> _Given problem_: Set down exactly the lines from the one containing "of the cutting" through the last line of the records below, both included, and nothing else.
——————
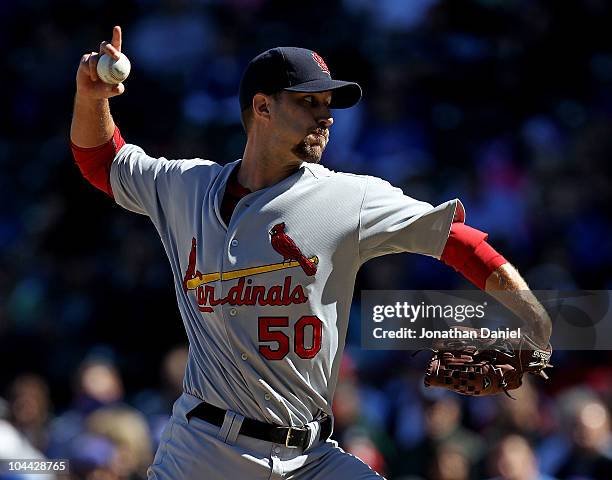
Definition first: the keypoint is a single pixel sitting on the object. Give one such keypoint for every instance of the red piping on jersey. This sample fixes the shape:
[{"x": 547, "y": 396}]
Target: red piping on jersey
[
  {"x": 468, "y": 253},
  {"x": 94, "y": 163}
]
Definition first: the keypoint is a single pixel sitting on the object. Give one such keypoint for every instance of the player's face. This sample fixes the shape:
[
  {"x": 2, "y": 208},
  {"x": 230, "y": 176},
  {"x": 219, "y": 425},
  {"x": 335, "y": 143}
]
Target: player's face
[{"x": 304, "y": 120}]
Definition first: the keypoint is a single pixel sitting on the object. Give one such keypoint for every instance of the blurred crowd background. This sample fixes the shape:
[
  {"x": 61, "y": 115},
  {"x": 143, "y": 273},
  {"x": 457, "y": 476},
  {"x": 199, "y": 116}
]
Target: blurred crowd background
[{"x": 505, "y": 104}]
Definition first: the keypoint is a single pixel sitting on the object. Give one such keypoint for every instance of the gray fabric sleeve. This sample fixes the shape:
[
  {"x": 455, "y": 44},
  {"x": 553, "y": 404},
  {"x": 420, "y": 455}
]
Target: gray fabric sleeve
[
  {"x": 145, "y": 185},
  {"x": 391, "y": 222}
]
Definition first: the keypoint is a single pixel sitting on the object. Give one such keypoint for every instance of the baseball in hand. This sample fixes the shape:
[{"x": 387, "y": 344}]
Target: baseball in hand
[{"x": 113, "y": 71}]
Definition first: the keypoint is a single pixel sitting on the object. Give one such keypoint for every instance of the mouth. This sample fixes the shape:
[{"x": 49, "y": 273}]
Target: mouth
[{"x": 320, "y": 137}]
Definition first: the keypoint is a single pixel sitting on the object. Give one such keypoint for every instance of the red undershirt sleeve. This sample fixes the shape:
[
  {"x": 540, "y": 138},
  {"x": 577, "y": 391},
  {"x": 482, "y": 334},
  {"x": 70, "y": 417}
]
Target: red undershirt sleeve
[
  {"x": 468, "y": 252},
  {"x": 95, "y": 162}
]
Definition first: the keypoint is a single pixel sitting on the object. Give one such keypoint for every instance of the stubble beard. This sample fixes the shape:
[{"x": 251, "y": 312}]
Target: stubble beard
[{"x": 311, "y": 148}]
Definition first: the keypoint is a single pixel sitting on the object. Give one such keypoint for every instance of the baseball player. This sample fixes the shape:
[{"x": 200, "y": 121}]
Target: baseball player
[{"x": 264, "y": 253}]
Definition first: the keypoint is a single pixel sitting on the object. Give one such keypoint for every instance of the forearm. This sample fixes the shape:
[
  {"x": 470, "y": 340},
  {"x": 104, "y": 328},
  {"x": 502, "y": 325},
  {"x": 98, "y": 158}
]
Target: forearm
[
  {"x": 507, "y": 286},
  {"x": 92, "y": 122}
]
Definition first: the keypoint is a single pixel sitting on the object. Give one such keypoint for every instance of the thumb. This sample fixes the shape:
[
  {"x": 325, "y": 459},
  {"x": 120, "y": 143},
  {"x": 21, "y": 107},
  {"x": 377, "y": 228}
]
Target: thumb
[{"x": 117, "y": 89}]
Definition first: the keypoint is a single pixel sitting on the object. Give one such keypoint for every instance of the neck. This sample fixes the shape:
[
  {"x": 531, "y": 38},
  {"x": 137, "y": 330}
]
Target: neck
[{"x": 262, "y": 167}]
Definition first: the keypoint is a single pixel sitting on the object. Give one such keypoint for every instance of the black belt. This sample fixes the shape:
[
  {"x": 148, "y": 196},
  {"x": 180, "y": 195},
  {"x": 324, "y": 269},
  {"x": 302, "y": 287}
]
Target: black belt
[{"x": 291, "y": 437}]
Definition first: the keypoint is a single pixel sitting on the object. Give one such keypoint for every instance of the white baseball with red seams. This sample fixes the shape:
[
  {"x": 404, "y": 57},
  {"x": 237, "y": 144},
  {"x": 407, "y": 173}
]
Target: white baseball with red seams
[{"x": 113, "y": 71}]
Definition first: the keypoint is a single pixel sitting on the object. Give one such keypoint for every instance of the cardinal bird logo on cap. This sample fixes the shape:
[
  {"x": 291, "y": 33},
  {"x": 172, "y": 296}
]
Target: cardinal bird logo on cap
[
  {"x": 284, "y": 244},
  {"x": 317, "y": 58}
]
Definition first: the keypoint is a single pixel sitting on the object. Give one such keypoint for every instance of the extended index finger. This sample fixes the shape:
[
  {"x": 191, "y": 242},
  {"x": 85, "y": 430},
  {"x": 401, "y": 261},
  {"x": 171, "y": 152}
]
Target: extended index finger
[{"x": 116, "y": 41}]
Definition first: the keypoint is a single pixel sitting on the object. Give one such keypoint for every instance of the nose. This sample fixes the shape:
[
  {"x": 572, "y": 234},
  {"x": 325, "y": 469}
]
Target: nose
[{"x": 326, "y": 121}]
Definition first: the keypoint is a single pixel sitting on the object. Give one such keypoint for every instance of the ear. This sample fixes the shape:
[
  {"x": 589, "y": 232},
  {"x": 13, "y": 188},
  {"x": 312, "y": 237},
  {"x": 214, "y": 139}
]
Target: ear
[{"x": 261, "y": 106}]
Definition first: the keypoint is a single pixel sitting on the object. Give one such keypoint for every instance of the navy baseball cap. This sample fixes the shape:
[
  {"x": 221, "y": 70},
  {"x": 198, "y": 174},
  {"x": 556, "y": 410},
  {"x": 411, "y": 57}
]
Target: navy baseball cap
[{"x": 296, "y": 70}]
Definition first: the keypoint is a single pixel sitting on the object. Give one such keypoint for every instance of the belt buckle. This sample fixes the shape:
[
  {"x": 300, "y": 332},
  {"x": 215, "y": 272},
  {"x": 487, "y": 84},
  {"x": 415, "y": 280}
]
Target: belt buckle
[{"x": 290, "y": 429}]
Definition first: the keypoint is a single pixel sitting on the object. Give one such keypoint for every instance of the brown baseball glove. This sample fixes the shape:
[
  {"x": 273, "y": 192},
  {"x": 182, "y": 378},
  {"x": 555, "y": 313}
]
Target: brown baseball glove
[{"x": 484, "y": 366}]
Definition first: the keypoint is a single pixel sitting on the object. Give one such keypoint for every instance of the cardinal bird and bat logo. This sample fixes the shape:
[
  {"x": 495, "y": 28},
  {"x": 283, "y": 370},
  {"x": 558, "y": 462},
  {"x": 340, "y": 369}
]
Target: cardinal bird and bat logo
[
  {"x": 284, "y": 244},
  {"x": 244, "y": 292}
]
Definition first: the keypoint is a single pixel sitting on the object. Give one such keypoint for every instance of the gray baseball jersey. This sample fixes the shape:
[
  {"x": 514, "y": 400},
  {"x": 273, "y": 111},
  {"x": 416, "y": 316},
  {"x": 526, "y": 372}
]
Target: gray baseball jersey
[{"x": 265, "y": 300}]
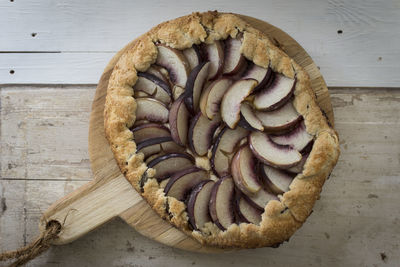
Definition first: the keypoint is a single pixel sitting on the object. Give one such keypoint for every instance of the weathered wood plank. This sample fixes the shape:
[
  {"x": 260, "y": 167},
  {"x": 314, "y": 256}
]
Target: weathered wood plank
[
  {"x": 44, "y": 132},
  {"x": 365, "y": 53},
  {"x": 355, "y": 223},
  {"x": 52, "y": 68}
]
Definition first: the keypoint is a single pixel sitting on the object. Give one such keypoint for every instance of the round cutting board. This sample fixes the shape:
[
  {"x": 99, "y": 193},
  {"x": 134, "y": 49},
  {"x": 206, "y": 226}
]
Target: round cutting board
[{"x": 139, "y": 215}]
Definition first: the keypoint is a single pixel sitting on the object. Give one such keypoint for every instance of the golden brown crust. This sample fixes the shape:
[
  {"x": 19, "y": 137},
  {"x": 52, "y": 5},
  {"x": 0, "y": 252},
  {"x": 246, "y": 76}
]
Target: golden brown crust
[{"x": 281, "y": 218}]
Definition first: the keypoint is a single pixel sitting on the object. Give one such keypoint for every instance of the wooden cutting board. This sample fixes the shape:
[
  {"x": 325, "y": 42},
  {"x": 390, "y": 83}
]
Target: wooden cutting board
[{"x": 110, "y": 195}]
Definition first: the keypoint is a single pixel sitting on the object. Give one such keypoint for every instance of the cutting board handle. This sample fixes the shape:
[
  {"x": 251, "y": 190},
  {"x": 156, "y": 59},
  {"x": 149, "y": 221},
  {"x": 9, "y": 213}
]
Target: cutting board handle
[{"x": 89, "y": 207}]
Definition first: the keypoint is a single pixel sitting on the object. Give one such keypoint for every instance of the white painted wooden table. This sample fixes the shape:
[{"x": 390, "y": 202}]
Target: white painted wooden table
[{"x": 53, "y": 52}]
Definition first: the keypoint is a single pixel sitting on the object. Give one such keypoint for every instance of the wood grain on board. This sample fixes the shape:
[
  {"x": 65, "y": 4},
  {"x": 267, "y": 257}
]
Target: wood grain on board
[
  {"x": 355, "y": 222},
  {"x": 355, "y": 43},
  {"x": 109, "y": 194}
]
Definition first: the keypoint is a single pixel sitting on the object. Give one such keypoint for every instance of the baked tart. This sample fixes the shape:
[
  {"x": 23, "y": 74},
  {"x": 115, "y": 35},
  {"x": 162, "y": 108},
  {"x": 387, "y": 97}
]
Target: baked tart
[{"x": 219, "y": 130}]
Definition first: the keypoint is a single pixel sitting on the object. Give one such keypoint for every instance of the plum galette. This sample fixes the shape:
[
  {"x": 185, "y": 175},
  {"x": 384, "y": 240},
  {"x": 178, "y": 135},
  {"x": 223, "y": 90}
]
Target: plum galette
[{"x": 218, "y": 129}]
——————
> _Answer in full_:
Definition first: the keypoint is a single pixel sitting on the object. Give one such keypoint for every instance of the cutting board handle. This sample fixes the shape:
[
  {"x": 251, "y": 190},
  {"x": 156, "y": 59},
  {"x": 149, "y": 221},
  {"x": 9, "y": 213}
]
Target: cutting board handle
[{"x": 89, "y": 207}]
Definition first: the keypoint is a single pixel sitting on the object. Give one such keypoint for every instance of the white painted wooden table. This sample fixes the shape:
[{"x": 390, "y": 202}]
Target: white painted wooden table
[{"x": 53, "y": 52}]
Definition first: the keypoint is a single pixel sitting on the object. Give one such keypoint for every instance of the wood grain on board. This sample fixes the shape:
[
  {"x": 65, "y": 4},
  {"x": 267, "y": 257}
]
Target: wood grain on board
[
  {"x": 355, "y": 222},
  {"x": 355, "y": 43},
  {"x": 109, "y": 194}
]
Definition first: the keypoint is a single pixel sitting on the object. Give one such keypoint for every instance of the baked tart. This sample fixes the shape:
[
  {"x": 23, "y": 74},
  {"x": 115, "y": 35},
  {"x": 162, "y": 108},
  {"x": 387, "y": 97}
]
Target: baked tart
[{"x": 219, "y": 130}]
Definition first: the keypoint is a single pixel sitting on the object. Give one such keypoint for every instance of the plum galette. This sample fixes the shape:
[
  {"x": 185, "y": 175},
  {"x": 384, "y": 240},
  {"x": 178, "y": 135},
  {"x": 223, "y": 90}
]
Target: plum galette
[{"x": 218, "y": 129}]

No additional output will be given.